JAMA has published a University of Minnesota cross-sectional study showing early adult (ages 25-44) mortality in the U.S. has risen substantially between 2011 to 2019 and 2020 to 2023. The largest portion of 2023 excess mortality was driven by drug poisoning, but many other external and natural causes exceeded what prior trends would have projected.

In the last decade mortality rates have either stayed the same or worsened in US population studies, with many attributing the decline to the opioid epidemic and the COVID-19 pandemic.

Researchers analyzed more than 3 million adult deaths aged 25-44 years from 1999 to 2023.  Early adult excess mortality was 34.6% higher than expected in 2019 and then further accelerated during the COVID-19 pandemic. In 2021, all-cause excess mortality was nearly 3 times what it had been in 2019 (116.2 vs 41.7 deaths per 100 000 population). In 2023, excess mortality showed a relative decrease down to 79.1 deaths per 100 000 population.  In 2023 early adult mortality was 70.0% higher in 2023 than it would have been had pre-2011 trends continued. 

The 5 causes of death that collectively accounted for almost three-quarters of the early adult excess mortality in 2023 were:

  • drug poisoning (31.8% of excess mortality), 
  • residual natural-cause category (16.0%), 
  • transport-related deaths (14.1%), 
  • alcohol-related deaths (8.5%), 
  • homicide (8.2%). Additionally, the combined contribution of cardiometabolic conditions, including circulatory and endocrine, metabolic, and nutritional, was substantial (9.2%)

Policy solutions are needed to address increasing mortality among early adults in specific areas (eg, opioid use, alcohol consumption, traffic safety, dietary risks).

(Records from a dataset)
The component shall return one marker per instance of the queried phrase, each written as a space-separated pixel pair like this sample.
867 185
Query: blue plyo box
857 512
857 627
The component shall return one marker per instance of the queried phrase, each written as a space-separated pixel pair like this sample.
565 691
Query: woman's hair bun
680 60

...

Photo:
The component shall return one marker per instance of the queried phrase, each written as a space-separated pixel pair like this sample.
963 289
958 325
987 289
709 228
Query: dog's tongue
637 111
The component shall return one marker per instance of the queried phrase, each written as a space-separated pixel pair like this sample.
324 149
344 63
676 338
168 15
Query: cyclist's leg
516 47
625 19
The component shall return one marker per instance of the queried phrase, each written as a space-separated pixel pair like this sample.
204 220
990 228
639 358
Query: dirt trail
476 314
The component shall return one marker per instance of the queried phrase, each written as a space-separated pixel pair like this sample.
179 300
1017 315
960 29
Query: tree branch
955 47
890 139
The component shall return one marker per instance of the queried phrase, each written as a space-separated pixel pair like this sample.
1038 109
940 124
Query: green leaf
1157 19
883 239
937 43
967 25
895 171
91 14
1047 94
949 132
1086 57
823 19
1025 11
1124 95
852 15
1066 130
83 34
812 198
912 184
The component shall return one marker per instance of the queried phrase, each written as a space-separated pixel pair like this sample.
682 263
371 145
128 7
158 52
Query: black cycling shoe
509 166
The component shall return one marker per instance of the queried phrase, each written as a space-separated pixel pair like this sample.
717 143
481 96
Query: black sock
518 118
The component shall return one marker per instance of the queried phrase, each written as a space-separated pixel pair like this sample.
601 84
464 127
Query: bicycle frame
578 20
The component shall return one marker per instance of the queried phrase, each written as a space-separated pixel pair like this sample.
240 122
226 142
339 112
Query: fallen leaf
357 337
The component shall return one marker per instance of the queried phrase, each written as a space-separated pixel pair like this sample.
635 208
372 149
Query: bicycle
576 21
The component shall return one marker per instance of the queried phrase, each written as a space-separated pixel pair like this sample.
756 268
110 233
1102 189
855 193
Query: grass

...

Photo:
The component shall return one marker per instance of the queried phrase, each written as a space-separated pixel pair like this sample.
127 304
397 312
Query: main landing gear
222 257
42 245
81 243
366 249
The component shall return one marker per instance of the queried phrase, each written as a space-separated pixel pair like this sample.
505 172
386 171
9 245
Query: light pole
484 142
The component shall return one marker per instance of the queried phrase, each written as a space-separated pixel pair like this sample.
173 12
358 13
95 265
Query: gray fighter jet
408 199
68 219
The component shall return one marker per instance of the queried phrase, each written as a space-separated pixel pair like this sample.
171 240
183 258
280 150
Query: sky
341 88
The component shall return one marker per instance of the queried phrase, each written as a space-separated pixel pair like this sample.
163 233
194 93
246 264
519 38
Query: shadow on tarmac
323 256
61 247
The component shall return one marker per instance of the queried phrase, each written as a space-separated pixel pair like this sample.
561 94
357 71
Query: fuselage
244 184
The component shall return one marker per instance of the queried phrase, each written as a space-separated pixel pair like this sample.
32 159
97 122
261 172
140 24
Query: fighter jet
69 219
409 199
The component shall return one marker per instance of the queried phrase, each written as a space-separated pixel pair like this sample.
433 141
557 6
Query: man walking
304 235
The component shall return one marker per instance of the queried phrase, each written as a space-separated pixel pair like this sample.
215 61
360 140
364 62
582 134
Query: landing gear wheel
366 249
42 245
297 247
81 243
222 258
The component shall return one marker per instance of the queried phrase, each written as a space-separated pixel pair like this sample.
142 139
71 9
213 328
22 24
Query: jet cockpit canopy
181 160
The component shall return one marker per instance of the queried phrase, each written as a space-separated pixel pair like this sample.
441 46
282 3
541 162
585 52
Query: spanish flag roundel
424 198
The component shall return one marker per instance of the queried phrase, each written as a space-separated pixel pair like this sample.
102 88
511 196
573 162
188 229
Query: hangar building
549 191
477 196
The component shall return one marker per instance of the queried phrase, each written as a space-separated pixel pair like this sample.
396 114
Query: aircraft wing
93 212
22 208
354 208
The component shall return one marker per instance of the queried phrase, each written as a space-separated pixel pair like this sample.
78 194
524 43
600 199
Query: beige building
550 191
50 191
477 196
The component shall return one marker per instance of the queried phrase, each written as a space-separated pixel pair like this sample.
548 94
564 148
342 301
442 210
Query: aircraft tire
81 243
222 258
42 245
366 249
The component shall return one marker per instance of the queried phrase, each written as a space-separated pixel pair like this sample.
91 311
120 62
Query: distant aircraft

● **What you have to do**: Reproduce the full summary of the early adult mortality study given above, word for word.

● **Result of this exercise**:
JAMA has published a University of Minnesota cross-sectional study showing early adult (ages 25-44) mortality in the U.S. has risen substantially between 2011 to 2019 and 2020 to 2023. The largest portion of 2023 excess mortality was driven by drug poisoning, but many other external and natural causes exceeded what prior trends would have projected.

In the last decade mortality rates have either stayed the same or worsened in US population studies, with many attributing the decline to the opioid epidemic and the COVID-19 pandemic.

Researchers analyzed more than 3 million adult deaths aged 25-44 years from 1999 to 2023.  Early adult excess mortality was 34.6% higher than expected in 2019 and then further accelerated during the COVID-19 pandemic. In 2021, all-cause excess mortality was nearly 3 times what it had been in 2019 (116.2 vs 41.7 deaths per 100 000 population). In 2023, excess mortality showed a relative decrease down to 79.1 deaths per 100 000 population.  In 2023 early adult mortality was 70.0% higher in 2023 than it would have been had pre-2011 trends continued. 

The 5 causes of death that collectively accounted for almost three-quarters of the early adult excess mortality in 2023 were:

  • drug poisoning (31.8% of excess mortality), 
  • residual natural-cause category (16.0%), 
  • transport-related deaths (14.1%), 
  • alcohol-related deaths (8.5%), 
  • homicide (8.2%). Additionally, the combined contribution of cardiometabolic conditions, including circulatory and endocrine, metabolic, and nutritional, was substantial (9.2%)

Policy solutions are needed to address increasing mortality among early adults in specific areas (eg, opioid use, alcohol consumption, traffic safety, dietary risks).